• **What is expected**
Below are records that should be duplicated exactly, with no image retained.

== == ==

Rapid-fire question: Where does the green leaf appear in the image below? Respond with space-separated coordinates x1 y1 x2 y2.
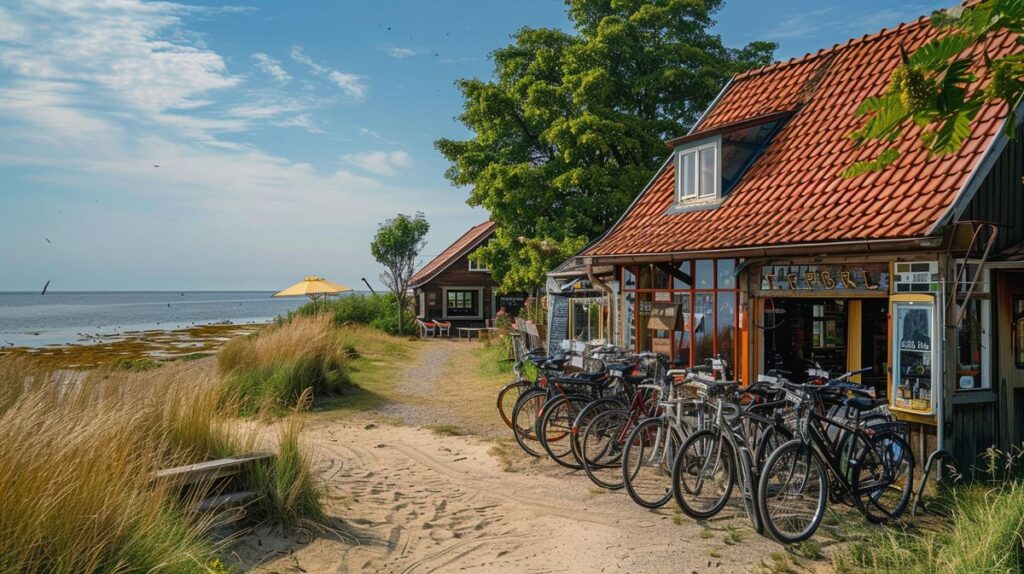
908 34 973 69
840 148 902 178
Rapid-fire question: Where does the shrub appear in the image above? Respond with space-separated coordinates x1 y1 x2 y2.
286 293 416 336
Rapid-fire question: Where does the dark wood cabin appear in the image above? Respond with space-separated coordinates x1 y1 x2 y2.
411 221 524 327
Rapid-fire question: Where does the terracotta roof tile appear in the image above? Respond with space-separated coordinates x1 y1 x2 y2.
409 221 496 287
585 15 1019 258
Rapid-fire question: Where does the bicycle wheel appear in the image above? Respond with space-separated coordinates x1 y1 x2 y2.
753 423 792 474
757 439 827 543
623 417 683 508
672 429 735 519
581 408 630 490
497 379 532 430
538 395 589 469
571 397 623 467
852 431 914 523
511 390 545 457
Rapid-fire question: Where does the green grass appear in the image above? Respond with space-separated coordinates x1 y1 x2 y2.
245 403 327 528
472 343 514 376
834 448 1024 574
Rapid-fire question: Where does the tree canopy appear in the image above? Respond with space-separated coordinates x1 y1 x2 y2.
844 0 1024 177
370 212 430 333
436 0 775 292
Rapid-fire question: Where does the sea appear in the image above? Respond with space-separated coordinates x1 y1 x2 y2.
0 291 333 348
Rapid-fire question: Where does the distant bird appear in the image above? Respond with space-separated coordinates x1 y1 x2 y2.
153 164 160 168
44 238 51 244
41 280 50 295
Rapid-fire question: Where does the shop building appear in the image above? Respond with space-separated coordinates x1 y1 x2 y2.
558 16 1024 468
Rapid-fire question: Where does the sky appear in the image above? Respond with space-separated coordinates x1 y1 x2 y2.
0 0 951 291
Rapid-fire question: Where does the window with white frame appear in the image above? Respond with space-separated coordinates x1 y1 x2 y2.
954 261 991 391
468 257 488 272
676 139 719 204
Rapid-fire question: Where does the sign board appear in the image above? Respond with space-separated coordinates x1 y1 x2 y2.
755 263 890 296
496 293 528 316
547 296 570 355
892 261 939 293
652 337 672 355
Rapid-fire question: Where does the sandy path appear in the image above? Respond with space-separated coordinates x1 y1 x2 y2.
237 342 785 573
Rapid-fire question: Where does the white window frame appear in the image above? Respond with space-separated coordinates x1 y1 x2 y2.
468 257 488 272
442 286 484 320
675 137 720 205
954 260 992 391
417 291 426 319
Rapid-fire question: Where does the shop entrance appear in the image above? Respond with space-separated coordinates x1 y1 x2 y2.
762 297 888 397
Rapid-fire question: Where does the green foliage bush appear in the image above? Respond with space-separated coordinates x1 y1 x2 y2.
288 293 416 336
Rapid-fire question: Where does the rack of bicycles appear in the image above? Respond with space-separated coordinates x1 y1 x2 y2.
496 344 917 543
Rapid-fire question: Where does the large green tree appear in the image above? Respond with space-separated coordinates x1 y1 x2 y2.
844 0 1024 177
436 0 775 292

== == ==

• **Answer to the problem**
Rapid-fire question: Where does the green leaf appear in the image below? Respond with space-separated coordinates x1 y1 x2 y2.
908 34 973 69
840 148 902 178
Rapid-fire question: Where does the shrub appear in the image above? Respond with space-separated coordinates x1 y1 x2 y2.
286 293 416 336
Rapid-fire question: Where does the dark wood cabin appear in the image above? Respond with space-separated coordinates x1 y1 x2 y2.
411 221 524 327
Rapid-fire question: Where does the terracotta roof tile appear in the image above? Respond with space-separated coordinates x1 y1 x2 y2.
409 221 496 287
585 15 1019 258
Rapid-fire question: Where does the bicycle wheel appear in the image above? Respond with space-separated coordinates x1 y1 x2 y2.
753 423 792 474
757 439 827 543
623 417 683 508
672 429 735 519
581 408 630 490
497 379 532 430
538 395 589 469
571 397 623 467
852 431 914 523
511 390 545 457
Rapid-fire question: Where does the green grass appear in the image above? Respond with space-separated coordinates x1 y1 x2 y2.
245 403 327 528
472 343 514 376
834 448 1024 574
Rapid-fire question: Where does the tree canopy appear in the image above? Respond with space-separated coordinates x1 y1 x2 y2.
844 0 1024 177
370 212 430 333
436 0 775 292
Rapid-fire question: Where does the sea appear in the image above? Respond with space-separated coordinates x1 y1 x2 y2.
0 291 333 348
Rapid-fire question: Where does the distant bird appear in the image above? Respond with space-separated coordinates x1 y1 x2 y2.
153 164 160 168
44 238 51 244
41 280 50 295
Rapid-fire question: Where does the shop building appear in the image above? Respond with space-separated coordinates x1 y1 x2 y2.
558 16 1024 468
Rapid-fire question: Where does the sky appear in the image above? Respond with space-separated coordinates x1 y1 x2 y2.
0 0 951 291
Rapid-fire question: Where does the window with white frame appear in the image above? Respond with space-separated coordinates x1 y1 x2 y2.
954 261 991 391
468 257 488 272
676 139 719 204
Rapid-fire question: Where does the sign board appear in the image above? Respond with space-separated coordinates x1 y1 x2 y2.
755 263 890 296
496 293 528 316
547 296 570 355
892 261 939 293
652 337 672 355
Rapid-fire question: Where does the sandy path appear in the image above? Respond with space-separated coordinates x1 y1 x2 y2.
237 342 785 573
Rapid-fire question: Where does the white window frame appear in the image above? Respond with space-separated coordinates x1 y1 x2 y2.
468 257 488 272
442 286 484 320
675 137 720 205
954 260 992 391
417 291 426 319
Rapid-fire question: Where does the shop entrance appear in the image above? Respond with space-separated coordinates x1 y1 x2 y2.
762 297 888 397
Rapid-fire question: Where does the green foliage bush appear in the image above? Respond with space-separated coordinates x1 y1 x2 y2.
288 293 416 336
Rapid-fire question: Where does the rack of bicycles appear in the image above? Respond with space-separated coordinates x1 y1 x2 y2.
496 344 917 543
Rapid-fire question: Where does the large green tree appear in the image above? Respond with space-separated coordinates x1 y1 x2 y2.
844 0 1024 177
436 0 775 292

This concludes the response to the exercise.